====== Material provided ======

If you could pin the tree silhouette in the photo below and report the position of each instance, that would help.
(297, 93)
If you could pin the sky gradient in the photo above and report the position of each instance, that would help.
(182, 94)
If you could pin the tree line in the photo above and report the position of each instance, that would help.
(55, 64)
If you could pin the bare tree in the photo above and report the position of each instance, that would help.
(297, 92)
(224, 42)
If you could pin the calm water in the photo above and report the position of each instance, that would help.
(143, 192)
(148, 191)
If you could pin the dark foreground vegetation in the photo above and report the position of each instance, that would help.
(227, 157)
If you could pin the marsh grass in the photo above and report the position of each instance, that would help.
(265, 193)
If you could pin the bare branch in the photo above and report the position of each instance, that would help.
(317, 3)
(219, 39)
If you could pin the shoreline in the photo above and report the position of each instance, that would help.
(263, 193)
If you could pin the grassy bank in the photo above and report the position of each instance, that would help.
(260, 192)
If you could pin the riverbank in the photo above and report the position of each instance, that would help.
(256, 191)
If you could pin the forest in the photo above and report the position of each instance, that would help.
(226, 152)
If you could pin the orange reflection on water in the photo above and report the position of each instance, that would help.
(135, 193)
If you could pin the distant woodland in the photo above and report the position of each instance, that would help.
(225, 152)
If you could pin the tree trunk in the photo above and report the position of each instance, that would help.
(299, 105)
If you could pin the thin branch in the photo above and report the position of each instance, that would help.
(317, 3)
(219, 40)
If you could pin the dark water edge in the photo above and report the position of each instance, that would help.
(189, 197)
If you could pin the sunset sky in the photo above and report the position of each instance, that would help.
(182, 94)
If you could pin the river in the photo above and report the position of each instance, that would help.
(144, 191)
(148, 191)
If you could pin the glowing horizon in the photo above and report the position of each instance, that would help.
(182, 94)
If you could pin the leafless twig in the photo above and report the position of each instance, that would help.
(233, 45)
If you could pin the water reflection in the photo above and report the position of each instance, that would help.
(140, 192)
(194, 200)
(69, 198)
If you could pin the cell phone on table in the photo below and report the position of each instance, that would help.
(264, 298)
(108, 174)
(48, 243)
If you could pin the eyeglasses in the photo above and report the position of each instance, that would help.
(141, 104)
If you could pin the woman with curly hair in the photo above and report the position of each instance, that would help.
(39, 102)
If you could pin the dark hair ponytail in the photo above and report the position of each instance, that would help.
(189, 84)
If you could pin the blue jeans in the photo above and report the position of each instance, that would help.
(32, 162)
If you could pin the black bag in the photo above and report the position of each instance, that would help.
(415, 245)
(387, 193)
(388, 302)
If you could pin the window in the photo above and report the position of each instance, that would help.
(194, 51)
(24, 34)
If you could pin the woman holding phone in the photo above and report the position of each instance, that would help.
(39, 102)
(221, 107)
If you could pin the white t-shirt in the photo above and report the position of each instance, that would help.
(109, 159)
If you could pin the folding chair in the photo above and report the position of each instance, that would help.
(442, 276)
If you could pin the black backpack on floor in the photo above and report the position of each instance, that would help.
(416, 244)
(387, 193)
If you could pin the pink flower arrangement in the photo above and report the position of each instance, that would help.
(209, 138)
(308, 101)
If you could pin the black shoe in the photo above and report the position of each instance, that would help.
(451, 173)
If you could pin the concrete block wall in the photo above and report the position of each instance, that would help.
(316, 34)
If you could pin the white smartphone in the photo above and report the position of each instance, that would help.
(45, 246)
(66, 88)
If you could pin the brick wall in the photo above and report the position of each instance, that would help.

======

[Task description] The entries above must be returned exactly.

[Written solution]
If you could pin the tree silhouette in the photo below and report the position of each instance, that would help.
(297, 93)
If you could pin the sky gradient in the photo above and report the position of each instance, that would help.
(182, 94)
If you could pin the tree line in the photo above and report the position of each instance, that would help.
(55, 64)
If you could pin the bare tree in the photo above and report the position of each instance, that would help.
(297, 92)
(224, 42)
If you could pin the calm water in the photo above and report the position of each instance, that would help.
(143, 192)
(148, 191)
If you could pin the dark foreground vegetation in the photo above and report the position of each instance, that would help.
(227, 157)
If you could pin the marsh grass in the photo above and report the position of each instance, that would help.
(265, 193)
If you could pin the bare branch in the photo above and report the position of each instance, that would help.
(317, 3)
(219, 39)
If you could pin the shoreline in the photo above and report the position of each instance, that would help.
(263, 193)
If you could pin the grassy bank in the photo above and report the position of each instance, that would help.
(260, 192)
If you could pin the riverbank in the photo above and report the position of each instance, that would help.
(256, 191)
If you could pin the forest in the photo above and report the position of each instance, that would help.
(226, 152)
If you could pin the orange reflection on water in the photo above and report the position of each instance, that would help.
(135, 193)
If you could pin the distant woodland in the photo above and report the position of each instance, that would help.
(225, 152)
If you could pin the tree trunk in the photo above and report the position of each instance, that would help.
(299, 105)
If you could pin the thin branch in the photo above and report the position of each instance, that would help.
(317, 3)
(219, 40)
If you could pin the dark water edge in the photo above and report the position of each instance, that would help.
(189, 197)
If you could pin the sunset sky in the photo above and report the position of each instance, that would help.
(182, 94)
If you could pin the river in the photo above and report the position of each instance, that would help.
(144, 191)
(148, 191)
If you could pin the glowing horizon in the photo above and report the position of each instance, that would help.
(182, 94)
If you could pin the leafless twig in the photo above and report the position of each instance, that would help.
(233, 45)
If you could pin the water reflection in the photo above and report the position of each instance, that would help.
(140, 192)
(194, 200)
(69, 198)
If you could pin the cell phone on table in the photo below and report the position of each instance, that would help.
(264, 298)
(108, 174)
(48, 243)
If you could pin the eyeglasses in the photo above and report the position of each instance, that would help.
(141, 104)
If you could pin the woman with curly hair in the photo above and report the position of each instance, that would help.
(39, 102)
If you could pin the dark hair ponytail in the photo above and report the position of each instance, that would help.
(189, 84)
If you could pin the blue jeans in the photo above and report the position of each instance, that would help.
(32, 162)
If you could pin the black bag in the photo above and report the position of each instance, that would help.
(415, 245)
(387, 193)
(388, 302)
If you could pin the window in the photo above and report the position of each instance, that would help.
(194, 51)
(24, 34)
If you could pin the woman holding phone in the photo above and report the position of each instance, that would help.
(39, 102)
(221, 107)
If you could pin the white t-shirt in the photo above and report the position of each instance, that would help.
(109, 159)
If you could pin the folding chair in the photo above and report the position of each instance, that would help.
(442, 276)
If you could pin the black backpack on floor in the photo above and report the position of each instance, that would help.
(416, 244)
(387, 193)
If you could pin the pink flower arrangement in the photo above and report the position of each instance, that would help.
(209, 138)
(308, 101)
If you could pin the black shoe in the photo above and report the position of each instance, that would help.
(451, 173)
If you could pin the concrete block wall in the photo above and report the position of each instance, that would help.
(316, 34)
If you could pin the white smartphone in the photo above and report the position of each instance, that would help.
(45, 246)
(66, 88)
If you could pin the brick wall in the photo above and report the position of each instance, that would help.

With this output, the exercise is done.